* Task description *
Please copy out every one of the following records line for line, without changing anything.

* Stored rows *
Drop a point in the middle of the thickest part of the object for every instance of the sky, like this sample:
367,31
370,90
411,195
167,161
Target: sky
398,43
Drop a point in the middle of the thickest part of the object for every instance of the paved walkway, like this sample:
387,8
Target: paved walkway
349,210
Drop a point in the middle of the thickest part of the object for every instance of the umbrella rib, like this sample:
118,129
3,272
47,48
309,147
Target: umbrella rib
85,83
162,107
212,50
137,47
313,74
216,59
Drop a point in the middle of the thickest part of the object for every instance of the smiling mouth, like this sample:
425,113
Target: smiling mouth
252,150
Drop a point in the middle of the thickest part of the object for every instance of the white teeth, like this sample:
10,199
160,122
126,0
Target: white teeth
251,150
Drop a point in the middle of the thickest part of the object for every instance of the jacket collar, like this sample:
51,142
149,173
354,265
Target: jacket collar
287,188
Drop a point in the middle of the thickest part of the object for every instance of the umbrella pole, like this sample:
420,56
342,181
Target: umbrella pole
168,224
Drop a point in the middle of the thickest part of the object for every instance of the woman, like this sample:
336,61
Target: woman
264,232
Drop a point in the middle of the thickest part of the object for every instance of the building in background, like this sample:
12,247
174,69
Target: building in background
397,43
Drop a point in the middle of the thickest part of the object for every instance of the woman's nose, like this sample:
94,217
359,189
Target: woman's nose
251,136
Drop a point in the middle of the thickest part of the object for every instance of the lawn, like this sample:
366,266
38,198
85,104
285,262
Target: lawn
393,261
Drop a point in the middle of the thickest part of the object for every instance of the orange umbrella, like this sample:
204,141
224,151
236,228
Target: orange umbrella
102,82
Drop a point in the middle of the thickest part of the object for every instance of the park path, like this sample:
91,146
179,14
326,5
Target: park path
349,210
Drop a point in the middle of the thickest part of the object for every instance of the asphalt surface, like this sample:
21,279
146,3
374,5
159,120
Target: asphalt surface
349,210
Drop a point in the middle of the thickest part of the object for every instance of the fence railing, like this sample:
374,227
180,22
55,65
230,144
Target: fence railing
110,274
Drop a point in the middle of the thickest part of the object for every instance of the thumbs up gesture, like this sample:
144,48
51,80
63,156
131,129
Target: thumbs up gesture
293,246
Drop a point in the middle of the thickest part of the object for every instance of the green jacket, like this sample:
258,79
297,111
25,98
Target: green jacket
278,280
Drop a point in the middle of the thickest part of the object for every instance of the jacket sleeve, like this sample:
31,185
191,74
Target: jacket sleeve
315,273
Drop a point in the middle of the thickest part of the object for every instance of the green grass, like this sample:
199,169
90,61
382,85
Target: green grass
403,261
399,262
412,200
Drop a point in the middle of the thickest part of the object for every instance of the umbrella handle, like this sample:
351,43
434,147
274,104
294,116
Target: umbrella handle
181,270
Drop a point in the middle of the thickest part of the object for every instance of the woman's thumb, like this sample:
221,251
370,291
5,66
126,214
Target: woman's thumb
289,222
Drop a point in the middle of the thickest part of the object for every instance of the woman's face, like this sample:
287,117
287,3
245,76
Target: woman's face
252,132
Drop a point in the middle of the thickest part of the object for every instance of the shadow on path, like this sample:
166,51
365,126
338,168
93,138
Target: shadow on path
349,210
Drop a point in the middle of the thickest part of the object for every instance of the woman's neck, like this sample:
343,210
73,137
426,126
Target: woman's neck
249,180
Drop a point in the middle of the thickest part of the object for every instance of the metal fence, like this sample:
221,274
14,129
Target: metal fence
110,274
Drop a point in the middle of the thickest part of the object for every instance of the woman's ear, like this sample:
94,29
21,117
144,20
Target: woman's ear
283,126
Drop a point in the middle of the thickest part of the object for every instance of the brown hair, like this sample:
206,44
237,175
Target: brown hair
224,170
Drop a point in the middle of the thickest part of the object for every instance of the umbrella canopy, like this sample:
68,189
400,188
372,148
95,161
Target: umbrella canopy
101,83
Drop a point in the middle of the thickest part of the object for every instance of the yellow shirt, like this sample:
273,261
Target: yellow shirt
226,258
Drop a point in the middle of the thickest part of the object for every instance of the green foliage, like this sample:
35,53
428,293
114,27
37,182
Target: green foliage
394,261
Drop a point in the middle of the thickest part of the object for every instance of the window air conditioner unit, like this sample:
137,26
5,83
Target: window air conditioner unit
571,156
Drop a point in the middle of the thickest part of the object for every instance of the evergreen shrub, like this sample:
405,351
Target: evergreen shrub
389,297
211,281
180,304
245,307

* Correct result *
Drop a point in the middle of the thickest part of the object for every instance of the sky, like this sample:
367,31
370,90
411,195
167,161
Target: sky
398,43
Drop a point in the middle of the thickest part of the object for every instance of the paved walkway, like this sample:
387,8
Target: paved walkway
349,210
Drop a point in the middle of the thickest part of the object for every instance of the umbrella rib, like this sample:
118,129
3,272
47,48
309,147
Target: umbrella rib
85,83
162,107
212,50
137,47
313,74
216,59
Drop a point in the middle of the thickest part of the object for every instance of the smiling mouth, like this sample:
425,113
Target: smiling mouth
252,150
Drop a point in the middle of the thickest part of the object for every instance of the white teeth, like this sample:
10,199
160,122
126,0
Target: white teeth
251,150
Drop a point in the middle of the thickest part of the object for every instance of the jacket collar, like this sample:
51,142
149,173
354,265
Target: jacket collar
287,188
Drop a point in the middle of the thickest part of the object for every instance of the umbrella pole, like this sample:
420,56
342,181
Target: umbrella pole
168,224
Drop a point in the middle of the thickest part of the object for every instance of the woman, like this sample:
336,61
Target: woman
264,232
Drop a point in the middle of the thickest part of the object for every instance of the building in background, like this sample:
12,247
174,69
Target: building in background
397,43
Drop a point in the middle of the thickest part of the object for every instance of the woman's nose, like this sample:
94,217
359,189
Target: woman's nose
251,136
Drop a point in the middle of the thickest part of the object for every instance of the lawn, like this sample:
366,266
38,198
85,104
285,262
Target: lawn
393,261
Drop a point in the middle of the thickest part of the object for every instance of the orange umbrella, like this sample:
204,141
224,151
236,228
Target: orange umbrella
102,82
Drop a point in the middle of the thickest part of the object for every instance of the park path, like this sample:
91,146
179,14
326,5
Target: park path
349,210
Drop a point in the middle of the thickest part of the object for every instance of the asphalt surface, like this sample:
21,279
146,3
374,5
159,120
Target: asphalt surface
349,210
Drop a point in the middle of the thickest part of the object for every instance of the fence railing, like this sample:
374,227
180,22
55,65
230,144
Target: fence railing
110,274
Drop a point in the middle of the thickest part of the object for every instance of the thumbs up gesture, like this sample:
144,48
51,80
63,156
131,129
Target: thumbs up gesture
293,246
Drop a point in the middle of the thickest part of the object for every instance of the green jacket, like this sample:
258,79
297,111
25,98
Target: green jacket
278,280
Drop a point in the middle of the thickest part of the object for every instance of the jacket sleeve, like this sample:
31,185
191,74
Target: jacket sleeve
315,273
Drop a point in the middle of the thickest part of the object for every instance of the green grass, like this sample:
199,169
90,61
382,85
Target: green grass
403,261
399,262
412,200
Drop a point in the middle of the thickest part of the object for every instance of the umbrella handle, like this sample:
351,43
434,147
274,104
294,116
Target: umbrella handle
181,270
Drop a point in the middle of the thickest part of the object for every instance of the woman's thumb, like this sample:
221,251
370,291
5,66
126,214
Target: woman's thumb
289,222
Drop a point in the middle of the thickest part of the object for every instance of the woman's face, like this sample:
287,117
287,3
245,76
Target: woman's face
252,132
Drop a point in the middle of the thickest part of the object for every instance of the shadow on path, like this sample:
166,51
365,126
338,168
93,138
Target: shadow on path
349,210
Drop a point in the middle of the thickest part of the object for every instance of the woman's neck, like this sample:
343,210
73,137
426,126
Target: woman's neck
249,180
Drop a point in the middle of the thickest part of the object for every instance of the metal fence, like this sample:
221,274
14,129
Target: metal fence
110,274
Drop a point in the middle of the thickest part of the object for every instance of the woman's ear, like this sample:
94,29
21,117
144,20
Target: woman's ear
283,126
Drop a point in the middle of the thickest part of the object for every instance of the brown hair, like this sample:
206,44
237,175
Target: brown hair
224,170
Drop a point in the middle of the thickest part of the object for every instance of the umbrella canopy, like this sample:
68,189
400,188
372,148
95,161
Target: umbrella canopy
101,83
Drop a point in the middle of the thickest part of the object for every instance of the yellow shirt, like this sample:
273,261
Target: yellow shirt
226,258
Drop a point in the middle of the thickest part of the object for every instance of the green foliage, like this sample:
35,53
428,293
114,27
37,182
Target: green foliage
394,261
Drop a point in the middle of the thickest part of the object for every instance of the window air conditioner unit, like this sample:
137,26
5,83
Target: window air conditioner unit
571,156
Drop a point in the middle of the thickest part of the object for every instance of the evergreen shrub, like this sample:
405,351
Target: evergreen shrub
389,297
211,281
180,304
245,307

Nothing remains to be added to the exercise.